### WHAT YOU SHOULD DO
Write out the lines below once more, exactly as they appear. Do not include pictures.

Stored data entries
+--

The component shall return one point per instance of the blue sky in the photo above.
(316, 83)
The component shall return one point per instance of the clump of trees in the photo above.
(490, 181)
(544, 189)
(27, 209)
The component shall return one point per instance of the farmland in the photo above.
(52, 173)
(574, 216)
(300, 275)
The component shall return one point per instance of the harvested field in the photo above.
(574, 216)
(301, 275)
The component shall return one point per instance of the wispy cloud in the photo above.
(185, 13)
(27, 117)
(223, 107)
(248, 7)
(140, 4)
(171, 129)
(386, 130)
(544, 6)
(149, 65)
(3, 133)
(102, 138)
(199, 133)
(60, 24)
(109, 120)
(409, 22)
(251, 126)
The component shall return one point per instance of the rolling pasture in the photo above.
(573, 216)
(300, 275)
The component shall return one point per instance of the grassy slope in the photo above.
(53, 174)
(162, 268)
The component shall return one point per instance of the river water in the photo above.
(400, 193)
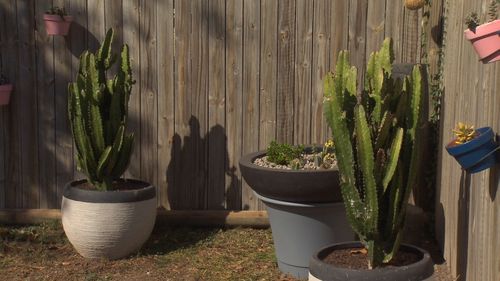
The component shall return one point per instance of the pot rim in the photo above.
(248, 159)
(57, 18)
(425, 258)
(485, 133)
(72, 192)
(472, 36)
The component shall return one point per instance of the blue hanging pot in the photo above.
(477, 154)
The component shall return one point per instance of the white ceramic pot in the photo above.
(108, 224)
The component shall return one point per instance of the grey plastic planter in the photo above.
(300, 229)
(108, 224)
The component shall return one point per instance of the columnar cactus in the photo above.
(376, 139)
(98, 110)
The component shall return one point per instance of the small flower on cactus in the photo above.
(464, 133)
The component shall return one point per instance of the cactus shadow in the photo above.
(199, 171)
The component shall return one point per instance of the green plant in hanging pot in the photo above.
(376, 135)
(485, 37)
(105, 216)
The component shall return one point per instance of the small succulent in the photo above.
(3, 79)
(472, 20)
(57, 11)
(283, 154)
(464, 133)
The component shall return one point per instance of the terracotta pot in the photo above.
(5, 91)
(486, 41)
(108, 224)
(56, 26)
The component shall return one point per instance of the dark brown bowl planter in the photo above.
(55, 25)
(299, 186)
(5, 91)
(418, 271)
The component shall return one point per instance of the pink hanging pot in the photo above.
(486, 41)
(57, 25)
(5, 91)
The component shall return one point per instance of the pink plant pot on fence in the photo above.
(486, 41)
(56, 26)
(5, 91)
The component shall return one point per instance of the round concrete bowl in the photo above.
(299, 186)
(108, 224)
(421, 270)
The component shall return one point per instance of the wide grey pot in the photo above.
(301, 229)
(108, 224)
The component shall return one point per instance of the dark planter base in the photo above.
(419, 271)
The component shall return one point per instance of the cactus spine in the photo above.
(375, 134)
(98, 110)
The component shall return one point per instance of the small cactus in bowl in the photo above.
(464, 133)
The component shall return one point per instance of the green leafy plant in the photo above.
(472, 20)
(464, 133)
(61, 12)
(376, 144)
(98, 110)
(283, 154)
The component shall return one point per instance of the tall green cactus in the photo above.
(375, 134)
(98, 110)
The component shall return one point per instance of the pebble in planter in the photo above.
(5, 90)
(105, 216)
(473, 149)
(300, 188)
(377, 148)
(485, 38)
(57, 22)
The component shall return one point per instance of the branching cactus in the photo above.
(98, 110)
(376, 139)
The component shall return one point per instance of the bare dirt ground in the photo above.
(42, 252)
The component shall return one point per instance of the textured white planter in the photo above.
(111, 224)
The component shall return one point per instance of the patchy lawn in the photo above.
(42, 252)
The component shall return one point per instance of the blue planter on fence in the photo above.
(478, 154)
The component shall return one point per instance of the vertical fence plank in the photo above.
(179, 194)
(216, 137)
(26, 92)
(286, 63)
(375, 26)
(357, 35)
(148, 91)
(234, 90)
(251, 43)
(303, 75)
(46, 112)
(268, 72)
(62, 75)
(131, 37)
(166, 106)
(13, 177)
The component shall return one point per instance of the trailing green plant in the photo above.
(376, 135)
(472, 20)
(98, 109)
(61, 12)
(283, 154)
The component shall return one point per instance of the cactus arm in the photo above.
(124, 157)
(366, 164)
(393, 158)
(335, 91)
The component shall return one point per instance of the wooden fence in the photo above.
(215, 80)
(468, 206)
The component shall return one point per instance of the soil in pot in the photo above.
(356, 258)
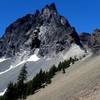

+--

### EXERCISE RESULT
The component shall return one point per instance of the blue sky in the photo above.
(316, 83)
The component shall return one point per instance of the clump of trees in the photo above.
(490, 181)
(544, 189)
(27, 209)
The component shall return one point per instance of the farmland in the photo above.
(52, 173)
(574, 216)
(300, 275)
The component shall return one point per instance of the harvested field in the photo above.
(574, 216)
(301, 275)
The component shall return one point per instance of the wispy cloud in the photo above.
(185, 13)
(27, 117)
(223, 107)
(248, 7)
(140, 4)
(171, 129)
(386, 130)
(544, 6)
(149, 65)
(3, 133)
(102, 138)
(199, 133)
(60, 24)
(109, 120)
(409, 22)
(251, 126)
The component shall return one point per instance of the rolling pasture in the photo above.
(573, 216)
(300, 275)
The component shall return one point per instance of the grassy slope in the photo above.
(53, 174)
(162, 268)
The component shall return one point per instance of the river water in the photo above.
(400, 193)
The component shall return one point per instance of the pot rim in the photo above.
(248, 159)
(57, 18)
(425, 258)
(485, 133)
(72, 192)
(472, 36)
The component shall return one point per instance of the blue hanging pot in the photo above.
(477, 154)
The component shall return one point per instance of the white ceramic pot in the photo above.
(108, 224)
The component shall return one point per instance of the grey plastic planter in the photo above.
(300, 229)
(108, 224)
The component shall return one point per instance of the columnar cactus in the photo above.
(376, 139)
(98, 110)
The component shall return one point per instance of the small flower on cactus in the photo above.
(464, 133)
The component shall return one point per instance of the cactus shadow in the photo above.
(199, 171)
The component shall return one point per instance of the green plant in hanging pot in the photo above.
(376, 135)
(485, 37)
(105, 216)
The component shall return one point per instance of the small succulent in the photo above.
(3, 79)
(472, 20)
(57, 11)
(283, 154)
(464, 133)
The component shall return one point per instance of the terracotta pot in the photo above.
(5, 91)
(486, 41)
(108, 224)
(56, 26)
The component shall return one point per instance of the dark brown bowl planter in the photo above.
(55, 25)
(299, 186)
(5, 91)
(418, 271)
The component shall return one point per instance of the pink hanging pot in the photo above.
(486, 41)
(57, 25)
(5, 91)
The component shall return one point per instance of the pink plant pot on fence in the photo above.
(486, 41)
(56, 26)
(5, 91)
The component shall return one point per instance of the round concrete bowl in the photo above.
(299, 186)
(108, 224)
(421, 270)
The component shall return one point per instance of the wide grey pot in the photo above.
(301, 229)
(108, 224)
The component shall return one point per instance of the dark planter base in the photo above.
(419, 271)
The component shall return one point per instance of the cactus spine in the photo above.
(375, 134)
(98, 110)
The component shall return one point per instance of the small cactus in bowl in the photo above.
(464, 133)
The component shall return one point per instance of the green leafy plant in the photo above.
(472, 20)
(464, 133)
(61, 12)
(376, 144)
(98, 110)
(283, 154)
The component shall return one point per instance of the tall green cactus in the photo above.
(375, 134)
(98, 110)
The component shall return one point per instance of the pebble in planter in the photo above.
(5, 90)
(105, 216)
(473, 149)
(300, 188)
(377, 148)
(485, 38)
(57, 22)
The component shall return one point per instance of the branching cactus in the photo above.
(98, 110)
(376, 139)
The component shall return one point per instance of the bare dirt ground in the photo above.
(42, 252)
The component shall return one point per instance of the textured white planter in the photo above.
(111, 224)
The component shall return one point per instance of the patchy lawn in the photo above.
(42, 252)
The component shall return one point per instance of the blue planter on fence in the photo above.
(478, 154)
The component shall return one point per instance of the vertical fence plank in the photo above.
(179, 194)
(216, 137)
(26, 92)
(286, 63)
(375, 26)
(357, 35)
(148, 91)
(234, 90)
(251, 43)
(303, 75)
(46, 112)
(268, 72)
(62, 75)
(131, 37)
(166, 106)
(13, 177)
The component shall return one point per instance of the trailing green plant in the photo above.
(376, 135)
(472, 20)
(98, 109)
(61, 12)
(283, 154)
The component shall return one point per instance of the cactus arm in the photo above.
(124, 157)
(366, 164)
(393, 158)
(335, 91)
The component shall return one point per instance of the wooden fence in the photo above.
(215, 80)
(468, 206)
The component shall return one point per instance of the soil in pot in the photo above.
(356, 258)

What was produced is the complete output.